■ **ARTICLE**:
== == ==
14-15 November 2018
|European Case Law Identifier:||ECLI:EP:BA:2011:T220809.20110607|
|Date of decision:||07 June 2011|
|Case number:||T 2208/09|
|IPC class:||F16B 5/04|
|Language of proceedings:||EN|
|Download and more information:||
|Title of application:||Wire fastening and method of assembly|
|Applicant name:||ILLINOIS TOOL WORKS INC.|
|Relevant legal provisions:||
|Keywords:||Inventive step (no)|
Summary of Facts and Submissions
I. By decision posted on 12 June 2009 the examining division refused European patent application No. 04 290 307.0.
II. The appellant (applicant) lodged an appeal against this decision on 11 August 2009, paying the appeal fee on the same day. The statement setting out the grounds for appeal was filed on 7 October 2009.
III. Oral proceedings before the board of appeal were held on 7 June 2011.
IV. The appellant requested that the appealed decision be set aside and that a patent be granted on the basis of the main request or, in the alternative, of one of the first and second auxiliary requests, all filed with letter dated 7 October 2009.
V. Claim 1 according to the main request reads as follows:
"A method of securing a wire (2) to a substrate (4) comprising the steps of:
providing a clip (6) having a substrate side (11) and a wire hole (12);
feeding the wire (2) into said wire hole (12);
characterized in that it further comprises the steps of:
heading said wire (2) to form a wire head (10) that is larger than said wire hole (12);
positioning said wire head (10) adjacent to said substrate side (11);
positioning said substrate side (11) adjacent to said substrate (4); and
fastening said member (6) to the substrate (4)."
Claim 1 of the first auxiliary request differs from claim 1 of the main request in that:
- the substrate (4) is a "ceiling" and the clip (6) is a "ceiling clip"; and
- the ceiling clip has " a wire head recess (14) in said substrate side " and the wire head is positioned " adjacent to said ceiling side (11) in said wire head recess (14)".
Claim 1 of the second auxiliary request differs from claim 1 of the first auxiliary request in that:
- the ceiling clip is "generally flat" and has "a fastener hole";
-the wire head recess is "surrounding said wire hole (12)";
- the wire head is formed by "substantially simultaneously cutting and heading said wire (2) to form a wire head (10) on said ceiling side of said clip";
- the feature that the wire head is larger than the wire hole has been omitted; and
- the fastening is performed "by driving a fastener (8) through said fastener hole (22) into said ceiling (4)".
VI. The following documents are relevant for the present decision:
D2: US-A-5 364 053; and
D3: GB-A-1 482 891.
VII. The arguments of the appellant can be summarised as follows:
The method according to claim 1 of the main request comprised a step according to which the substrate side of the clip is positioned adjacent to the substrate. The term "adjacent" implied that the substrate and the substrate side of the clip had a boundary in common. Even considering the definitions of this term given in the Oxford or Cambridge Online Dictionaries, the clip and the support had to be at least very close to each other. By contrast D2, which represented the most relevant prior art, disclosed a method where the clip was not positioned adjacent to the substrate. According to D2 the clip was arranged on the head of a screw which was not close to the substrate, so that the distance between the substrate and the clip could be adjusted. Therefore, D2 did not disclose said step of claim 1 mentioned above.
== == ==
■ **EXTRACTED MATERIAL**:
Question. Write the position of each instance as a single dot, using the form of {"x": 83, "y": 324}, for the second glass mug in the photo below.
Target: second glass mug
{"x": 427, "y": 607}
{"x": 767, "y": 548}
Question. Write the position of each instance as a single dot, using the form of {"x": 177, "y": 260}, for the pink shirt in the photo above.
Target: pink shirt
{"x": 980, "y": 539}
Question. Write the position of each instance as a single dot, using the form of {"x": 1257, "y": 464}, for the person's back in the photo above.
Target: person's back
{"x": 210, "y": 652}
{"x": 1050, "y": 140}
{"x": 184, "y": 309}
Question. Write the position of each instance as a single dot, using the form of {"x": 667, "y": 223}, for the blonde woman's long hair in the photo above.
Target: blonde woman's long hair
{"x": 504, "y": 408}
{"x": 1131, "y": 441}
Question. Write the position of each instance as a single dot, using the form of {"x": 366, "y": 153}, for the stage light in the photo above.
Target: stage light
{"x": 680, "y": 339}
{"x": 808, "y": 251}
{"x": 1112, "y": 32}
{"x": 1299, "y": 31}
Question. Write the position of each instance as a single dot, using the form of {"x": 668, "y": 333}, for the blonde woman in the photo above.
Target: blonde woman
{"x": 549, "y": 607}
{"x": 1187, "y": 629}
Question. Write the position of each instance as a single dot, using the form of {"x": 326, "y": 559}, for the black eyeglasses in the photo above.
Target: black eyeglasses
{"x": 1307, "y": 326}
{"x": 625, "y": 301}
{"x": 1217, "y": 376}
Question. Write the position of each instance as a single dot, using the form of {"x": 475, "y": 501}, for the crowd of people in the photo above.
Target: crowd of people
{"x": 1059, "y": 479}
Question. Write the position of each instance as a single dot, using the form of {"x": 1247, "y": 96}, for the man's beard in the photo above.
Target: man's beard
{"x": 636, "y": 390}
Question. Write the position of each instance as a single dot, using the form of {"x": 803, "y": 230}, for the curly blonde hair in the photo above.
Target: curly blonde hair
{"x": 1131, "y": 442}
== == ==
■ **TASK LIST**:
1. Print the passage of the board of appeal decision that begins at the words "III. Oral proceedings" and stops after "dated 7 October 2009.".
2. Rewrite only the listing lines that begin at the line with "back in the photo above." and stop after the last line of the listing, replacing "stage light" with "ceiling lamp" and changing nothing else.

■ **TASK-BY-TASK SOLUTIONS**:
1.
III. Oral proceedings before the board of appeal were held on 7 June 2011.
IV. The appellant requested that the appealed decision be set aside and that a patent be granted on the basis of the main request or, in the alternative, of one of the first and second auxiliary requests, all filed with letter dated 7 October 2009.

2.
Question. Write the position of each instance as a single dot, using the form of {"x": 1257, "y": 464}, for the person's back in the photo above.
Target: person's back
{"x": 210, "y": 652}
{"x": 1050, "y": 140}
{"x": 184, "y": 309}
Question. Write the position of each instance as a single dot, using the form of {"x": 667, "y": 223}, for the blonde woman's long hair in the photo above.
Target: blonde woman's long hair
{"x": 504, "y": 408}
{"x": 1131, "y": 441}
Question. Write the position of each instance as a single dot, using the form of {"x": 366, "y": 153}, for the ceiling lamp in the photo above.
Target: ceiling lamp
{"x": 680, "y": 339}
{"x": 808, "y": 251}
{"x": 1112, "y": 32}
{"x": 1299, "y": 31}
Question. Write the position of each instance as a single dot, using the form of {"x": 668, "y": 333}, for the blonde woman in the photo above.
Target: blonde woman
{"x": 549, "y": 607}
{"x": 1187, "y": 629}
Question. Write the position of each instance as a single dot, using the form of {"x": 326, "y": 559}, for the black eyeglasses in the photo above.
Target: black eyeglasses
{"x": 1307, "y": 326}
{"x": 625, "y": 301}
{"x": 1217, "y": 376}
Question. Write the position of each instance as a single dot, using the form of {"x": 475, "y": 501}, for the crowd of people in the photo above.
Target: crowd of people
{"x": 1059, "y": 479}
Question. Write the position of each instance as a single dot, using the form of {"x": 1247, "y": 96}, for the man's beard in the photo above.
Target: man's beard
{"x": 636, "y": 390}
Question. Write the position of each instance as a single dot, using the form of {"x": 803, "y": 230}, for the curly blonde hair in the photo above.
Target: curly blonde hair
{"x": 1131, "y": 442}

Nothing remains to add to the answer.